BEGIN EXTRACTED MATERIAL

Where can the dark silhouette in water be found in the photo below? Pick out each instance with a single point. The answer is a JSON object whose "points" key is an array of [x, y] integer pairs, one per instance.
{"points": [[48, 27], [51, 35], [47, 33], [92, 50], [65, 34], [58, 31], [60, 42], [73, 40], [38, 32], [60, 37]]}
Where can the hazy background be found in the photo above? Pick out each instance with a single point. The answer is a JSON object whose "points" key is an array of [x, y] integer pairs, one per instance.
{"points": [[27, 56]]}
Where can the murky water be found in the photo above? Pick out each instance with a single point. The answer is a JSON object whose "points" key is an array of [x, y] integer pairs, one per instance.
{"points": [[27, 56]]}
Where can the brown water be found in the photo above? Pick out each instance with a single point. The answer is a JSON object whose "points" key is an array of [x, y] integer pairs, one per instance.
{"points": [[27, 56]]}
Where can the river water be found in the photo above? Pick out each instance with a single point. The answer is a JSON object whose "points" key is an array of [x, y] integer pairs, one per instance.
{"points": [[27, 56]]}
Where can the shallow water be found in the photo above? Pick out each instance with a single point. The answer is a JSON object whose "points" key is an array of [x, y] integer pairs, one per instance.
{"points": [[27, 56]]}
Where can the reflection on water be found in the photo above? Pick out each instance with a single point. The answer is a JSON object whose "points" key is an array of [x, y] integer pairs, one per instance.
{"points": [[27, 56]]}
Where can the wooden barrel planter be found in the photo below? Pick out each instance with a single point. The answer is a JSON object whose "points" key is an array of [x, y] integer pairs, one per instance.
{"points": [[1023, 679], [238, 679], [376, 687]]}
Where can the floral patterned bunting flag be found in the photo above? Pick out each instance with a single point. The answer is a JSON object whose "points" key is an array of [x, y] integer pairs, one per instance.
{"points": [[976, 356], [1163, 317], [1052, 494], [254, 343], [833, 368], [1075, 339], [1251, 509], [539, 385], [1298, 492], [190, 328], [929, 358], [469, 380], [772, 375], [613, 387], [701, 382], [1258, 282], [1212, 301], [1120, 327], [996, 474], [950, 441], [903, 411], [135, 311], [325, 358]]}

END EXTRACTED MATERIAL

Word-for-word copies of all the records are required.

● FINISHED TASK
Where can the dark silhouette in water be found in the photo below? Pick out each instance with a single point. The answer is a JSON object whose "points" key is an array of [x, y] integer pairs, one per instance.
{"points": [[48, 27], [51, 35], [47, 33], [92, 50], [65, 34], [58, 31], [60, 42], [73, 40], [38, 32], [60, 37]]}
Where can the hazy background be found in the photo above? Pick out each instance with a single point. The answer is a JSON object whose "points" key is an array of [x, y] integer pairs, one per instance.
{"points": [[27, 56]]}
Where can the murky water be found in the photo above? Pick out each instance with a single point. The answer is a JSON object whose "points" key is an array of [x, y] integer pairs, one per instance.
{"points": [[27, 56]]}
Where can the brown water be found in the photo above? Pick out each instance with a single point. The answer is a JSON object whose "points" key is an array of [x, y] integer pairs, one per instance.
{"points": [[27, 56]]}
Where can the river water be found in the photo above? Pick out each instance with a single point. The answer is a JSON object whose "points" key is an array of [x, y] integer pairs, one per instance.
{"points": [[27, 56]]}
Where can the shallow water be found in the photo above? Pick out each instance with a single point. The answer is a JSON object whose "points" key is an array of [x, y] integer pairs, one per instance.
{"points": [[27, 56]]}
Where can the reflection on water be found in the photo above? Pick out each instance with a single point. The answer is a JSON object whose "points" key is an array of [x, y] integer pairs, one per instance.
{"points": [[27, 56]]}
Where can the wooden barrel planter be found in the photo below? Pick out each instance with a single point. The answer is a JSON object whose "points" key is an array of [x, y] integer pairs, one per instance.
{"points": [[1023, 679], [238, 679], [376, 687]]}
Where can the floral patterned bunting flag be found in the photo above? Pick out each instance with a single point. The answer is a JSON object whose "points" key is an array of [x, y] integer pairs, one per instance.
{"points": [[976, 356], [1163, 317], [1052, 494], [254, 343], [833, 368], [1075, 339], [1251, 509], [539, 385], [1298, 492], [190, 328], [929, 358], [469, 380], [772, 375], [613, 387], [701, 382], [1258, 282], [1212, 301], [1120, 327], [996, 474], [950, 441], [903, 411], [135, 311], [325, 358]]}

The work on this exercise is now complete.